PROBLEM TO SOLVE: Lay out the lines below as a numbered list with blank lines omitted, starting at the line that contains "For the benchmark, mark each instance of the parked" and ending at the last line, both included.

--------------------------------

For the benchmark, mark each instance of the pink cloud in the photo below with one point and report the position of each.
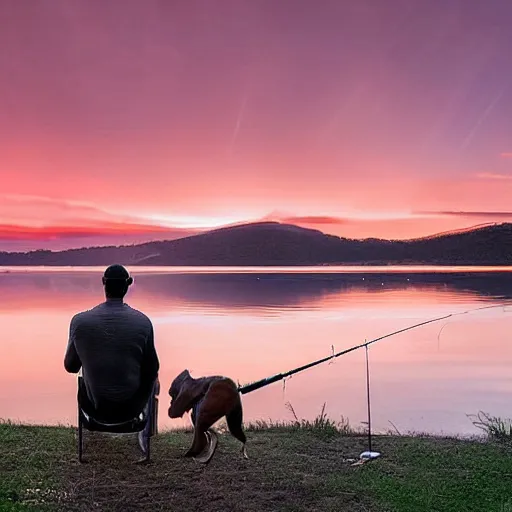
(494, 176)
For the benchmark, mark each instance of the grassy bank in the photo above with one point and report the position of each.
(290, 469)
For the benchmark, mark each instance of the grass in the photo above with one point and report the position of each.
(495, 428)
(293, 467)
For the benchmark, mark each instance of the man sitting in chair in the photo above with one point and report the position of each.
(113, 344)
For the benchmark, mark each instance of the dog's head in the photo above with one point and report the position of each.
(184, 391)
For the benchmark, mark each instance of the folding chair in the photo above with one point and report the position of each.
(133, 426)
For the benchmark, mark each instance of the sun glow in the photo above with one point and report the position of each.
(193, 221)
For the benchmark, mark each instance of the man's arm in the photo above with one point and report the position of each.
(150, 363)
(72, 362)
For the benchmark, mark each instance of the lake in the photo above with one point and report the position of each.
(252, 323)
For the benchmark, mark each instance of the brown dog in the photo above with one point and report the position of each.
(209, 398)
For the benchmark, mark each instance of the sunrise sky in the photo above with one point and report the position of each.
(132, 120)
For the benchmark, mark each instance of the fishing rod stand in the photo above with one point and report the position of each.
(369, 454)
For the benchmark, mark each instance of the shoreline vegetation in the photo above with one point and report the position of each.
(293, 466)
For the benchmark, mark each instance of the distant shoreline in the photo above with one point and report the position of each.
(269, 269)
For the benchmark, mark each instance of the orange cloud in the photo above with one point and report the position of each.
(17, 232)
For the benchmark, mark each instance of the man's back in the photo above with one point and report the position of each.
(114, 345)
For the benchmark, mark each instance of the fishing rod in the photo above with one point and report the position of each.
(248, 388)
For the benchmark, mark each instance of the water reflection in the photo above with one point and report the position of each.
(250, 326)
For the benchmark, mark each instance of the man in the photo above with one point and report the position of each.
(113, 344)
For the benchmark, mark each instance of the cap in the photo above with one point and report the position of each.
(116, 272)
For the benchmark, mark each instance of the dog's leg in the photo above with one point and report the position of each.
(199, 443)
(234, 421)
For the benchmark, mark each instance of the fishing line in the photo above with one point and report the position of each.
(275, 378)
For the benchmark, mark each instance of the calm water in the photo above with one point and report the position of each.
(251, 324)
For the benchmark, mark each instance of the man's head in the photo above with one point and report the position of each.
(116, 281)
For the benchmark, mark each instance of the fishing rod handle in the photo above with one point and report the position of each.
(259, 384)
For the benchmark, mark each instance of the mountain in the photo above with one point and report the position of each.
(272, 243)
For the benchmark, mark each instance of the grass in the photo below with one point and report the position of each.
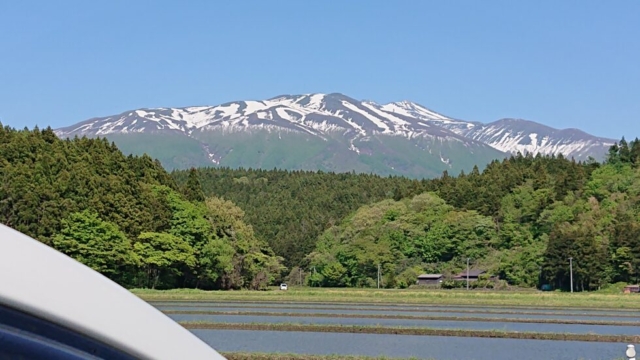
(499, 334)
(431, 309)
(279, 356)
(410, 296)
(408, 317)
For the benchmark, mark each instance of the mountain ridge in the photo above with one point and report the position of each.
(338, 124)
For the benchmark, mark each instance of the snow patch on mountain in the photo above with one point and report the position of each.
(322, 114)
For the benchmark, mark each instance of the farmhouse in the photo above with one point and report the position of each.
(430, 279)
(473, 275)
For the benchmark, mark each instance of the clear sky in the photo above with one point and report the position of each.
(570, 63)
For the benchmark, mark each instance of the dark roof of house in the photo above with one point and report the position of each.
(472, 273)
(430, 276)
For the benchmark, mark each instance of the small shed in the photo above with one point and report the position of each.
(430, 279)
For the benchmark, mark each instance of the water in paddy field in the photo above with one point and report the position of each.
(403, 346)
(435, 347)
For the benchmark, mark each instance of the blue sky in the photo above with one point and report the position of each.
(562, 63)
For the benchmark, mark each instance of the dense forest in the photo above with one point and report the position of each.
(520, 218)
(125, 216)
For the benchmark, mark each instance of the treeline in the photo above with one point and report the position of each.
(125, 217)
(520, 218)
(291, 209)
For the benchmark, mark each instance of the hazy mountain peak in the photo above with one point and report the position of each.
(346, 123)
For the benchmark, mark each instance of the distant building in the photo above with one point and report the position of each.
(474, 275)
(430, 279)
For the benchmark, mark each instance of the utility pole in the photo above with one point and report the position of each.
(571, 272)
(467, 273)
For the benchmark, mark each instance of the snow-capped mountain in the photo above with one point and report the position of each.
(315, 114)
(330, 132)
(516, 135)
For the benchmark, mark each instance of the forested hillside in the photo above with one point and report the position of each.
(290, 209)
(520, 219)
(125, 216)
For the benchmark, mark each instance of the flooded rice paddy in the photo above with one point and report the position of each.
(399, 346)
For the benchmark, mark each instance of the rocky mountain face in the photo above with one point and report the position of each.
(330, 132)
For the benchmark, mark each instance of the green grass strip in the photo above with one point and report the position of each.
(629, 339)
(279, 356)
(282, 356)
(423, 297)
(409, 317)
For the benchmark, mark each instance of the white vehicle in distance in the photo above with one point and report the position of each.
(53, 307)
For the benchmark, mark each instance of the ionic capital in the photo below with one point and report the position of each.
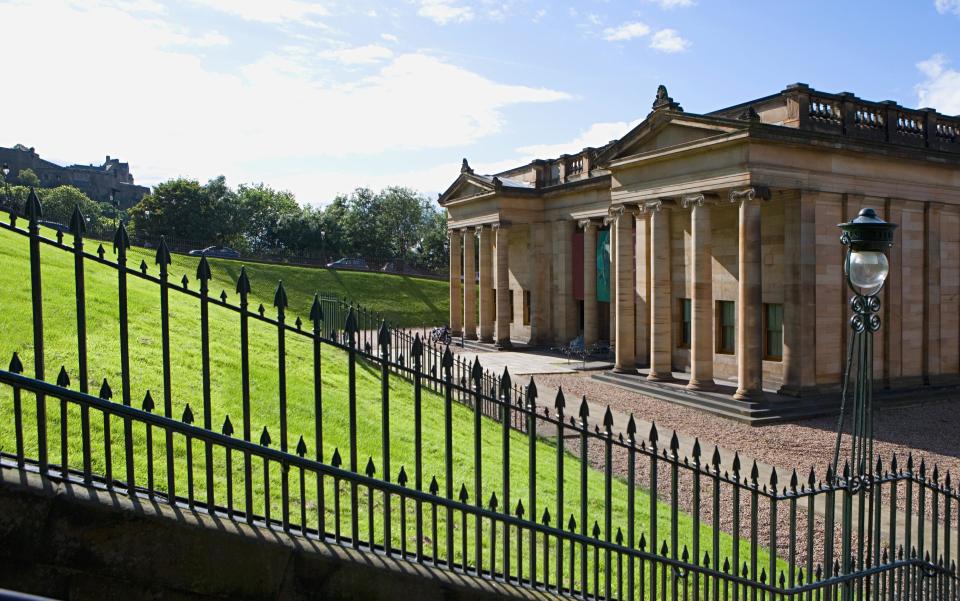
(749, 194)
(690, 200)
(650, 206)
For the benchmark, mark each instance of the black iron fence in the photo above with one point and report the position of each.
(599, 514)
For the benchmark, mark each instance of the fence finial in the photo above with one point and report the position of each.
(105, 392)
(78, 223)
(121, 241)
(203, 271)
(243, 283)
(15, 365)
(316, 312)
(33, 209)
(63, 378)
(162, 257)
(280, 297)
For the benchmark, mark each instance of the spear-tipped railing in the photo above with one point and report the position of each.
(658, 525)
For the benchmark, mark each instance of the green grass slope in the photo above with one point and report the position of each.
(145, 367)
(405, 301)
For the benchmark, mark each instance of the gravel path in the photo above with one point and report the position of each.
(929, 432)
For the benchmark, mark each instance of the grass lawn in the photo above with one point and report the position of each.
(405, 301)
(388, 293)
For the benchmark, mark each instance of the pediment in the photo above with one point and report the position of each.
(466, 185)
(659, 132)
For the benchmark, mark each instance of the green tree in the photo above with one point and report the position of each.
(433, 250)
(261, 209)
(28, 178)
(182, 208)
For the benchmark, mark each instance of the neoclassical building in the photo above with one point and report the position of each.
(705, 248)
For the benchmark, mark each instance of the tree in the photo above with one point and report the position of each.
(400, 220)
(433, 251)
(261, 210)
(28, 178)
(182, 208)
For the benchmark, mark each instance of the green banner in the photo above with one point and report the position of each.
(603, 266)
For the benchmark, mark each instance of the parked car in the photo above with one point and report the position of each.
(348, 263)
(219, 252)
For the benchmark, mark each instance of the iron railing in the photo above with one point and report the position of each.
(664, 526)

--------------------------------

WRITTEN ANSWER:
1. For the benchmark, mark each instance of the parked car in the photo above with one point and report the position of each.
2. (348, 263)
3. (219, 252)
4. For the benchmark, mark each instance of the iron railing in the photo above with one point and report the position of each.
5. (664, 526)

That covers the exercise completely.